## START

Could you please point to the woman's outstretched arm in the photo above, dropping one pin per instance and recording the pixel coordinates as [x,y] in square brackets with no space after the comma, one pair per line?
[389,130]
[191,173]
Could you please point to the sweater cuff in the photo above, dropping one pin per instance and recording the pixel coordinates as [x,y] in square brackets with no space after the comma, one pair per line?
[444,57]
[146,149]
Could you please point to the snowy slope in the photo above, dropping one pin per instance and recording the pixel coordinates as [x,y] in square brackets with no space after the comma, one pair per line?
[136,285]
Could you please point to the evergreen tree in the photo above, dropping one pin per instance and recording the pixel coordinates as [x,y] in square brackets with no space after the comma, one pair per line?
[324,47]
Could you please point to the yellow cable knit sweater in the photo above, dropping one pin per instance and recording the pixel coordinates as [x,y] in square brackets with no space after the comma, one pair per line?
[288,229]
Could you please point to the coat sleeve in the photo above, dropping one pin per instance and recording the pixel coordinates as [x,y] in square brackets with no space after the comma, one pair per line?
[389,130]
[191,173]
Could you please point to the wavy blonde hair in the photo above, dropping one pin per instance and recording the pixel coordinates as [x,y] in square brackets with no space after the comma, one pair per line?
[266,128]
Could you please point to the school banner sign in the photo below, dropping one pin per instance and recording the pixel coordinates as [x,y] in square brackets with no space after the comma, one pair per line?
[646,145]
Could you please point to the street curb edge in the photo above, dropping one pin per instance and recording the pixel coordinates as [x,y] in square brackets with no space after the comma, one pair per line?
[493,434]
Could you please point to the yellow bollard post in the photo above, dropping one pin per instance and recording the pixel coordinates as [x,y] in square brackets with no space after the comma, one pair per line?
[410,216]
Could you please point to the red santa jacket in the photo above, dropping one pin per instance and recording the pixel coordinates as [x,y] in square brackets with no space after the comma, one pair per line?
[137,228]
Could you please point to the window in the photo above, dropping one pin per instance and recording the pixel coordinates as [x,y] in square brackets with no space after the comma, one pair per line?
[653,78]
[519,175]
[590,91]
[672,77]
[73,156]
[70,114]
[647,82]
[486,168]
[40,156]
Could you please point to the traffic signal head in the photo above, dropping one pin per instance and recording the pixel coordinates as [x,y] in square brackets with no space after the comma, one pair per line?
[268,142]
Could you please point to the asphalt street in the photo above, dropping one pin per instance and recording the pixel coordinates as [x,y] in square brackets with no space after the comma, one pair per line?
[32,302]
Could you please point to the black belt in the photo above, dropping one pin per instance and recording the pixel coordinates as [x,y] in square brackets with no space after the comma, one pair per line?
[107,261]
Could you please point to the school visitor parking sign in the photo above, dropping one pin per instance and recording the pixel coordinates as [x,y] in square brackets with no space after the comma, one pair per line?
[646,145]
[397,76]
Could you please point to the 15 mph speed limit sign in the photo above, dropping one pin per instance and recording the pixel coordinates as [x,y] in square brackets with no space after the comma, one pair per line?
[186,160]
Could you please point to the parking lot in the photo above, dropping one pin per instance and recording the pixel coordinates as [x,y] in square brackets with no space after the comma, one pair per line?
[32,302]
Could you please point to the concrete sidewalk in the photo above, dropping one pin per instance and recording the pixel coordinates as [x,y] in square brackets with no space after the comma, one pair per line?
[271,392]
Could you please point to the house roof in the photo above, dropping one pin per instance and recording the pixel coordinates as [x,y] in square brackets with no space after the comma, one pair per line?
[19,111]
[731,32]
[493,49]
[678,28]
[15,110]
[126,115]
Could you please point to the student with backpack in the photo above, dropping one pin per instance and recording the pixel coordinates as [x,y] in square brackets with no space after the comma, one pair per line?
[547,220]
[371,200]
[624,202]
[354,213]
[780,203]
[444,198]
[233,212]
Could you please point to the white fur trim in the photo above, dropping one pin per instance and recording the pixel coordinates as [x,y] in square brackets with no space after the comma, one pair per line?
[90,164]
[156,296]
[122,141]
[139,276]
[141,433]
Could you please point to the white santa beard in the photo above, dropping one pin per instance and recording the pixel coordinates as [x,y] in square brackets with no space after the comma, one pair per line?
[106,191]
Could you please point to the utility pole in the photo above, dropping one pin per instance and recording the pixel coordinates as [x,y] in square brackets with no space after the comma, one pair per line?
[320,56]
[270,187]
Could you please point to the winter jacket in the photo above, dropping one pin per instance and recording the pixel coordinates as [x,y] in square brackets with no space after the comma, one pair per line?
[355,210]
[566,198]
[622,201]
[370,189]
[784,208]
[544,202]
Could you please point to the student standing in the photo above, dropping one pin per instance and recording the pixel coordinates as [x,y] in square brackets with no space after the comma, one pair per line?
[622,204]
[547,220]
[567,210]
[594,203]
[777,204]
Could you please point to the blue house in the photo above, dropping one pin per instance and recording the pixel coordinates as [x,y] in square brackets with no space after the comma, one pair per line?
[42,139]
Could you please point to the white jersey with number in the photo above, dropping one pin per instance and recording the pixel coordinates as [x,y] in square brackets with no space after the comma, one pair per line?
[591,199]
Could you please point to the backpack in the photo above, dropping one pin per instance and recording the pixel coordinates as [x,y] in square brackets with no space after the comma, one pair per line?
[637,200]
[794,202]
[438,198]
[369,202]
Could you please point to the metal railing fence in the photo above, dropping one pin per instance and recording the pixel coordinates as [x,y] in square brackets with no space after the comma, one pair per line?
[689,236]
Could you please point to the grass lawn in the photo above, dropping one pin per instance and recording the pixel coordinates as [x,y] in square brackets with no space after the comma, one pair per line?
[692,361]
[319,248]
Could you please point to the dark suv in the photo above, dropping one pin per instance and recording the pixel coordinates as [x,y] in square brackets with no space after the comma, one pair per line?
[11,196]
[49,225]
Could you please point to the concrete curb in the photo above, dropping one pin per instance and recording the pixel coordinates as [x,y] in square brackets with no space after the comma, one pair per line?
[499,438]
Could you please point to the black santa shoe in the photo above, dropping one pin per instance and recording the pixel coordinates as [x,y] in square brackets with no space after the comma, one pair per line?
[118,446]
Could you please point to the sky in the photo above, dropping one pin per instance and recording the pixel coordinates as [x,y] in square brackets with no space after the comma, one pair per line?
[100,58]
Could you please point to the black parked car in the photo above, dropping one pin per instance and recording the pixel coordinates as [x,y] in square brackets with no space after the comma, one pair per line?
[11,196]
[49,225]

## END

__Written exercise__
Copy every line of the records word for word.

__Complete answer__
Could you please point to the woman's outstretched arm in the photo above, dropping one pin per instance and recording the pixel coordinates as [x,y] in square brackets with no space after the comma, one pair per line?
[389,130]
[191,173]
Could you please point to the sweater cuff in the photo above, dropping one pin per instance and recording the pixel coordinates as [x,y] in square brackets with no space after the comma, one pair per line?
[444,57]
[146,149]
Could you please point to the snowy slope in the photo above, dropping one pin per instance and recording the pixel coordinates as [x,y] in square brackets with no space after the comma, one pair per line?
[136,285]
Could you please point to the evergreen tree in the photo above, dropping one pin per instance and recording the pixel coordinates as [x,y] in square brackets with no space after the comma, one pair per line?
[324,47]
Could you please point to the yellow cable knit sweater in the photo above, dropping one pin per instance and recording the pixel coordinates as [x,y] in square brackets with no space after the comma, one pair per line?
[288,229]
Could you please point to the coat sleeve in the photo above, dropping one pin per instance and recording the pixel coordinates as [x,y] in square brackets with no space after the comma, one pair per line?
[389,130]
[191,173]
Could you please point to the wavy blonde hair in the photo above, dropping one pin per instance and recording the pixel coordinates as [x,y] in square brackets with no space after the comma, one pair per line?
[266,128]
Could you please point to the school banner sign in the photo below, dropping one pin per instance and recording the pixel coordinates as [x,y] in square brackets with no space after the comma, one pair per line?
[646,145]
Could you please point to the street curb edge in the photo above, dropping one pin per instance and recording the pixel coordinates as [x,y] in square brackets with no space after the comma, one pair per line?
[493,434]
Could you please point to the yellow bollard post in the photo above, dropping one pin per instance and recording the pixel coordinates as [x,y] in square brackets with no space after the comma, one pair per line?
[410,216]
Could you please point to the red santa jacket in the photo above, dropping one pin per instance and recording the pixel coordinates as [x,y] in square brackets with no space after the comma, one pair per line?
[137,228]
Could you please point to the window in the photo above, dropping one pin per instance and recording the pixel coordinates as [x,y] in square brackets with no space after the comma, one pair per line?
[653,78]
[519,175]
[590,91]
[672,77]
[73,156]
[70,114]
[647,82]
[486,168]
[40,156]
Could you please point to the traffic signal head in the photo above, dropping one pin per instance and recording the pixel coordinates as [x,y] in square brackets with no space after the comma, one pair per line?
[268,142]
Could you please point to the asphalt street in the photo above, dropping one pin per instance and recording the pixel coordinates as [x,y] in square brackets with no space after the comma, one pair per line?
[32,302]
Could you please point to the black belt in the photo above, dropping one pin per instance and recording the pixel coordinates as [x,y] in square brackets with no space after the comma, one pair per line?
[107,261]
Could you please point to the school visitor parking sign in the photo above, dropping one pin per instance and recording the pixel coordinates as [x,y] in square brackets with no space after the comma, one pair per line?
[646,145]
[397,76]
Could you please point to the 15 mph speed limit sign in the photo above, dropping one pin per instance and recording the pixel coordinates as [x,y] in square brackets with no space after the comma, one pair per line?
[186,160]
Could you please point to the parking lot in the photo above, dropping one pin per instance and recording the pixel coordinates as [x,y] in square brackets with no space after the comma, one pair per line?
[32,302]
Could you please point to the concrete sidewalk in the photo above, dropping one pin per instance and recording the pixel coordinates as [x,y] in square brackets with no space after the comma, one pair per line?
[271,392]
Could you please point to the house roof in the photo above, dropping one pin per instance and recording the pixel coordinates as [x,y] in square brackets with no space after the comma, one pair per line?
[19,111]
[731,32]
[493,49]
[678,28]
[15,110]
[126,115]
Could you please point to the student with backpack in the photo above, dropping one pin per instance and recording the pixel coordinates as [x,y] in square brackets with no space after the comma, one pair per line?
[547,220]
[371,200]
[624,202]
[354,213]
[780,203]
[444,198]
[233,212]
Could you please point to the white fur trim in the photo above, dropping one pin per instance and recording the pixel coordinates as [x,y] in square brackets with no space after the comma, one pair per line?
[90,164]
[156,296]
[122,141]
[139,276]
[141,433]
Could you please point to the white santa beard in the photo above, dropping one pin per instance and recording the pixel coordinates as [x,y] in square brackets with no space after the comma, one pair per line?
[106,191]
Could you please point to the utility pole in the photo above, dropping one pin per instance and recording the pixel coordinates as [x,y] in square brackets with no space after the comma, one pair per line?
[320,56]
[270,187]
Could you please point to the winter jacket in the photo above, dropping one pin per instance and recording the pixel coordinates as [x,y] in square brackets with no space after the comma, one pair per line?
[355,210]
[566,198]
[622,201]
[370,189]
[784,208]
[544,202]
Could you please point to the student standing in the photo above, dropping one pin per instance and recording the pixel coordinates as [x,y] in square brackets with no space after the comma, one pair per line?
[622,204]
[547,220]
[567,210]
[594,203]
[777,204]
Could you please point to the blue house in the photo above, dropping one pin per instance and recording the pixel coordinates as [x,y] in square brackets with no space after the comma, one pair per line?
[42,139]
Could you please point to the white jersey with number in the photo above, dropping one pin per instance and recording the pixel coordinates as [x,y] in square brackets with no space after the comma, one pair per line?
[591,199]
Could you please point to the backpack in the photo above, dropping one pin per instance and recording the pixel coordinates as [x,y] in square brackets with no space after the comma, one pair per line?
[637,200]
[794,202]
[438,198]
[369,202]
Could you please point to the metal railing fence in the photo above, dropping one pin per instance and recording the pixel coordinates as [x,y] in square brackets with no space after the comma, one pair per line?
[689,236]
Could you please point to the grass lawn in the photo above, dropping one pin per instance and recording the pixel coordinates as [x,y] in square brackets with no space after the comma, one pair per line?
[692,361]
[319,248]
Could you please point to the dark suv in the photo above, dropping one pin per instance and recording the pixel coordinates as [x,y] in square brackets with no space after the comma, one pair per line?
[11,196]
[49,225]
Could you please point to the concrete curb in the photo above, dropping one pin per instance and recording the pixel coordinates as [x,y] in square brackets with no space after the comma, one pair per line?
[499,438]
Could you please point to the black santa shoe in the photo above, dropping one pin per instance and recording the pixel coordinates as [x,y] in square brackets with no space after the comma, one pair per line?
[118,446]
Could you please point to the sky in the photo above, dropping one pin per instance and recording the pixel coordinates as [x,y] in square brackets with no space after the comma, one pair per line?
[100,58]
Could you please point to the black parked car in the photo above, dropping one pin per instance and recording the pixel coordinates as [x,y] in square brackets with no space after the comma, one pair per line?
[11,196]
[49,225]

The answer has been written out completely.